**Work to do**
a) Translate this sentence from the utility news excerpt into Spanish: "The New York Public Service Commission ordered the increase to 6% of utilities’ peak demand from the current 3% (14-E-0151)."
b) Please duplicate the passage of the utility news excerpt from "New York regulators" up to and including "state’s other utilities.", without any changes.

**Document segment**
** START **
The group cited the North American Electric Reliability Corp.’s 2014 Summer Reliability Assessment, which showed reserve margins of 24% in SERC-E (the Carolinas), 26% in SERC-N (primarily TVA), 37% in SERC-SE (primarily Georgia and Alabama) and 29% in the Florida Reliability Coordinating Council.
“The resulting total for [the] Southeast is much greater than the [NERC] reference margin of 14.8%,” the group said.
Duke said in a statement that it is following a responsible building program, and that its natural gas plants are necessary, replacing older, coal-fired plants.
“The North Carolina Utilities Commission has repeatedly rejected NC WARN’s similar arguments in the past,” Duke said. “In addition, the North Carolina Public Staff — which represents customers and the public — has repeatedly supported, as reasonable, Duke Energy’s investment in power plants and electricity reserves to meet customer needs at all times.”
NC WARN asked FERC to hold hearings in Raleigh, investigate Duke’s building plans and order Duke and its neighbors to form an RTO.
FERC has repeatedly ruled that RTO membership is voluntary. However, it has pushed Duke to join with its neighbors in interregional planning under Order 1000. (See FERC Rebuff of Duke Could Mean Closer Ties with PJM.)
New York regulators have doubled the cap on the amount of solar energy the state’s utilities are required to purchase under its net metering program.
The New York Public Service Commission ordered the increase to 6% of utilities’ peak demand from the current 3% (14-E-0151).
The commission acted in response to a request by environmentalists for an increase and a petition by Central Hudson Gas & Electric, which said it expected to reach the 3% cap in mid-2015, mostly through its residential solar programs.
The state’s 2008 Public Service Law set net metering at 1% of a utility’s peak demand, using 2005 as the base year, then gave the PSC discretion to increase the amount “in the public interest.” Central Hudson’s cap was increased to 3% in 2012 and a 2013 order raised the cap for the state’s other utilities.
Central Hudson is currently at about 83% of its 36-MW cap. National Grid is at 102% of its 196-MW cap, including projects proposed but not yet built within its service territory. As of Sept. 30, no other utility is above 63% of its cap.
The Solar Energy Industries Association, the National Resources Defense Council and other environmental groups had asked the commission to clarify the process for increasing the cap while Central Hudson had proposed increasing it to 12%.
** END **
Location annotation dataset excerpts
** START **
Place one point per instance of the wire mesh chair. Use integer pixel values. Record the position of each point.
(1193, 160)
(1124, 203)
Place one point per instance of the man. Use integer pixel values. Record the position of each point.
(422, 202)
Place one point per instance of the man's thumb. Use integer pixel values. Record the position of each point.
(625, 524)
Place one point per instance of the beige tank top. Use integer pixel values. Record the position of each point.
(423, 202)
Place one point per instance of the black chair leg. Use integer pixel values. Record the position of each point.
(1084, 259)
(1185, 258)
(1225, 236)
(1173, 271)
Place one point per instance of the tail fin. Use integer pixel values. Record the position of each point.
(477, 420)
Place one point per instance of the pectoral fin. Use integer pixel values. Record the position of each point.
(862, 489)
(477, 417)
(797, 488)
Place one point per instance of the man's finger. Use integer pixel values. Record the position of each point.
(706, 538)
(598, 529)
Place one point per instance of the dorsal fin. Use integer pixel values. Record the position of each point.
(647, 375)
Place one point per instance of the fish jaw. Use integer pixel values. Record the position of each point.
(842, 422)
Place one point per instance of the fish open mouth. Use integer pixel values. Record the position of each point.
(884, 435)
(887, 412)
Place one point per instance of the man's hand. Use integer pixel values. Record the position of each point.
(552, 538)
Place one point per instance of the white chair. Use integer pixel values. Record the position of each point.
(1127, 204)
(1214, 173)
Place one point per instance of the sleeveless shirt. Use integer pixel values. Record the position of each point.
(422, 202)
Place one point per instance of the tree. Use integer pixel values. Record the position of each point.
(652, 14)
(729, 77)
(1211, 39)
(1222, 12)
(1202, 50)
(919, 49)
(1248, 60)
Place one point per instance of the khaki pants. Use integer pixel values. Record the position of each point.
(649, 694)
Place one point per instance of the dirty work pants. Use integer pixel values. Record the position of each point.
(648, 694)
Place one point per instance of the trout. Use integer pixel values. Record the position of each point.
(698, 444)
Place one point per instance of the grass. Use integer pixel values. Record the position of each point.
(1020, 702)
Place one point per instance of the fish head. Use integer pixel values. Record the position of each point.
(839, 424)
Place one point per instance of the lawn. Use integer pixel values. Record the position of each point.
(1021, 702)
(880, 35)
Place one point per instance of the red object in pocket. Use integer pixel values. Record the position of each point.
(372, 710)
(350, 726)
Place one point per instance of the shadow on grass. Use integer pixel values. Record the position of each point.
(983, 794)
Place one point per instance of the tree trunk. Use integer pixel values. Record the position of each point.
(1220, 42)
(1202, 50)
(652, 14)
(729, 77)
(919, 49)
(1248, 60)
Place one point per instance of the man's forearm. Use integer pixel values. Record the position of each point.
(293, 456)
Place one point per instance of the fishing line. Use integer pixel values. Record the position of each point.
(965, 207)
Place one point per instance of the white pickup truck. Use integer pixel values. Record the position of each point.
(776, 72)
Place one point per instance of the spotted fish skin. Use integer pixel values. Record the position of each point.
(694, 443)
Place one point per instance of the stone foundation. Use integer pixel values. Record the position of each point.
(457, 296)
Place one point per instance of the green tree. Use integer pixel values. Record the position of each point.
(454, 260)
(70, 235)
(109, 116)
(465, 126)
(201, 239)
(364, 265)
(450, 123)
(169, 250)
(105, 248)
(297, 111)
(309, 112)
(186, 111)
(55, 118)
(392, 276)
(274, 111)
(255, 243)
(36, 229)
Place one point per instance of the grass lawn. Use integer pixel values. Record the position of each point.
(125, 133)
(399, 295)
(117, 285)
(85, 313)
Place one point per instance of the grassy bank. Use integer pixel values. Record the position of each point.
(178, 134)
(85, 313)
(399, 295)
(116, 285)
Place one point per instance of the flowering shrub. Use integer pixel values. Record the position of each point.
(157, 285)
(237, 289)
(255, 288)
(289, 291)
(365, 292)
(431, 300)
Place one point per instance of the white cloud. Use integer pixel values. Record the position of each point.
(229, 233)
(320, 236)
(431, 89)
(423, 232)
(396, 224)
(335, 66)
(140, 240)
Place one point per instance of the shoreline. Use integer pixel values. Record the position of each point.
** END **
**Answers in order**
a) La Comisión de Servicios Públicos de Nueva York ordenó el aumento al 6 % de la demanda máxima de las empresas de servicios públicos, desde el 3 % actual (14-E-0151).

b)
New York regulators have doubled the cap on the amount of solar energy the state’s utilities are required to purchase under its net metering program.
The New York Public Service Commission ordered the increase to 6% of utilities’ peak demand from the current 3% (14-E-0151).
The commission acted in response to a request by environmentalists for an increase and a petition by Central Hudson Gas & Electric, which said it expected to reach the 3% cap in mid-2015, mostly through its residential solar programs.
The state’s 2008 Public Service Law set net metering at 1% of a utility’s peak demand, using 2005 as the base year, then gave the PSC discretion to increase the amount “in the public interest.” Central Hudson’s cap was increased to 3% in 2012 and a 2013 order raised the cap for the state’s other utilities.